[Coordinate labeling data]
——

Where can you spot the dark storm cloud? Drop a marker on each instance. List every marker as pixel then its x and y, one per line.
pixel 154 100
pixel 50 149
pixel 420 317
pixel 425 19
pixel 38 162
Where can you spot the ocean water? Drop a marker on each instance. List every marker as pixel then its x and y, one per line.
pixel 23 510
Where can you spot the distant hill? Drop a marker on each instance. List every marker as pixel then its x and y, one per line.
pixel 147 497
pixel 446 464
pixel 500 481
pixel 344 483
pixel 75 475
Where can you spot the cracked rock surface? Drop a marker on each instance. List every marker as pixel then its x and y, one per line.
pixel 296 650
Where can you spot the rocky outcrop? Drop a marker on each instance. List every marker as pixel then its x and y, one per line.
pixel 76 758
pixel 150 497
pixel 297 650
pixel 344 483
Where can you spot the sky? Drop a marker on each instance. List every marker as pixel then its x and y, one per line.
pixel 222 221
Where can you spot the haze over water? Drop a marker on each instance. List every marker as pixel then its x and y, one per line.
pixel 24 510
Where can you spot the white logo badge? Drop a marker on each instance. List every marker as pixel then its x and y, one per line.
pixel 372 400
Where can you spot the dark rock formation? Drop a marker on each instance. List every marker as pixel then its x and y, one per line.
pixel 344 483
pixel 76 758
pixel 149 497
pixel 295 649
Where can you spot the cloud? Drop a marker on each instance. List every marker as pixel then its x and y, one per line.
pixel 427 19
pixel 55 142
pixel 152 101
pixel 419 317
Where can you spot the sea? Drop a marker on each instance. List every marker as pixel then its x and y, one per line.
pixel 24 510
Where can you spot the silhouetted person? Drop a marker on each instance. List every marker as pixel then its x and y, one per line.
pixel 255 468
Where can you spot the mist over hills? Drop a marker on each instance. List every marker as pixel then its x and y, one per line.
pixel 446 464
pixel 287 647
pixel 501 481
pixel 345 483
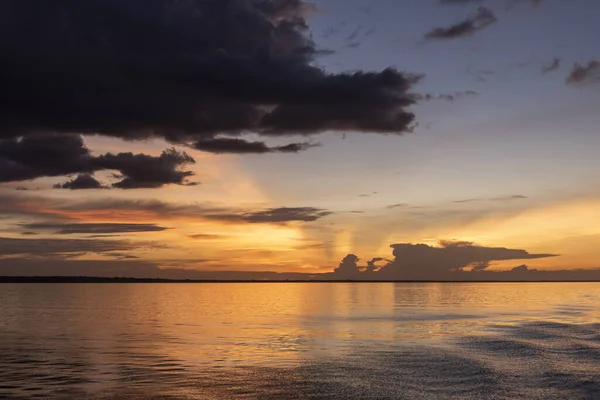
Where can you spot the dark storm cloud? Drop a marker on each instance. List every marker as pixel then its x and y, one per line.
pixel 241 146
pixel 144 171
pixel 50 155
pixel 82 181
pixel 447 96
pixel 553 66
pixel 181 70
pixel 585 73
pixel 476 22
pixel 92 228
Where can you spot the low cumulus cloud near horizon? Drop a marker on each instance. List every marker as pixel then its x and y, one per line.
pixel 137 70
pixel 425 262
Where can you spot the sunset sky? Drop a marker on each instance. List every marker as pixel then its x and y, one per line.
pixel 294 144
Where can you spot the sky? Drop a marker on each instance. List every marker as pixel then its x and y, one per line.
pixel 163 138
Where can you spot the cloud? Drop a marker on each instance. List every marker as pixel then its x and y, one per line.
pixel 420 261
pixel 476 22
pixel 452 2
pixel 92 228
pixel 553 66
pixel 183 71
pixel 81 181
pixel 447 96
pixel 511 2
pixel 54 247
pixel 206 236
pixel 241 146
pixel 424 262
pixel 504 198
pixel 144 171
pixel 116 209
pixel 51 155
pixel 286 214
pixel 584 73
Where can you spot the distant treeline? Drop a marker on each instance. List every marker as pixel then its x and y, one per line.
pixel 90 279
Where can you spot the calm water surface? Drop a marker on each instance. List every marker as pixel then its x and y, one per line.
pixel 300 340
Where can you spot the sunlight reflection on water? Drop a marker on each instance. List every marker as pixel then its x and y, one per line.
pixel 300 340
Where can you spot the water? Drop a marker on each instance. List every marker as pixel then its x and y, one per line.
pixel 300 340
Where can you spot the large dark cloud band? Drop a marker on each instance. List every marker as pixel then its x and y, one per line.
pixel 184 71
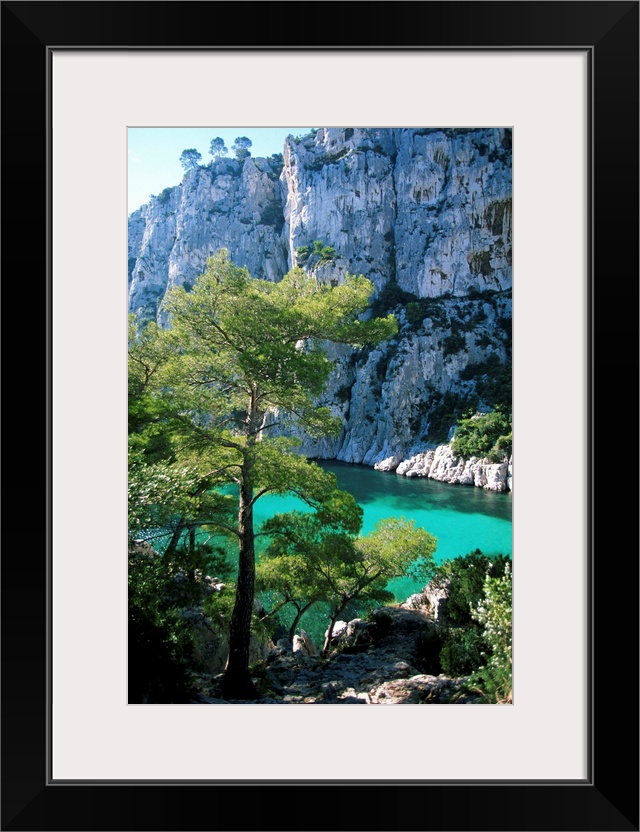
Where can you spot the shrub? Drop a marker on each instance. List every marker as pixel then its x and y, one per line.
pixel 484 435
pixel 493 681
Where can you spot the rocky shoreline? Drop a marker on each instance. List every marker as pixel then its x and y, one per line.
pixel 380 661
pixel 442 465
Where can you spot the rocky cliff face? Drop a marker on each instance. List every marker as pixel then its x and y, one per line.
pixel 425 214
pixel 229 204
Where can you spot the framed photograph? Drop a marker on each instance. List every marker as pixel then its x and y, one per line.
pixel 562 80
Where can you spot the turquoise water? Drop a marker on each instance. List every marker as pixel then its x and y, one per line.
pixel 462 518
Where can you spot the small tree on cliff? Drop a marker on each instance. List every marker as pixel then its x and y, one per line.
pixel 241 147
pixel 247 350
pixel 190 158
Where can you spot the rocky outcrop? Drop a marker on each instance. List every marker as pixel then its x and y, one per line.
pixel 228 204
pixel 425 214
pixel 380 661
pixel 443 465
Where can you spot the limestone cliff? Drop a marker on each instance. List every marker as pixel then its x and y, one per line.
pixel 425 214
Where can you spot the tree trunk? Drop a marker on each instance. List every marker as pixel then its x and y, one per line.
pixel 175 537
pixel 327 638
pixel 237 679
pixel 300 611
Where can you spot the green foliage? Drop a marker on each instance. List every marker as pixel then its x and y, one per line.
pixel 241 147
pixel 217 148
pixel 161 641
pixel 462 644
pixel 484 435
pixel 320 557
pixel 493 681
pixel 190 158
pixel 315 254
pixel 461 651
pixel 466 576
pixel 238 351
pixel 493 381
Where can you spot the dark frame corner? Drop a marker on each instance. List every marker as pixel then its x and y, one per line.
pixel 608 801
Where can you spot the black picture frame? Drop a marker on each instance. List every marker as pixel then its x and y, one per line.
pixel 608 798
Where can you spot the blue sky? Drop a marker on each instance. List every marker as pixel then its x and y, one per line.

——

*Written task*.
Can you quote the lines above verbatim, beginning at the line that contains "Where can you spot the ocean" and stopping after the line that contains "pixel 75 475"?

*Output of the task*.
Where can you spot the ocean water? Drop a marker on each instance. List every marker as pixel then its x and y, one per line.
pixel 23 510
Where can you spot the distant hill? Drop a marker on each instance. List every marker as pixel then its x and y, one per line.
pixel 147 497
pixel 446 464
pixel 500 481
pixel 344 483
pixel 75 475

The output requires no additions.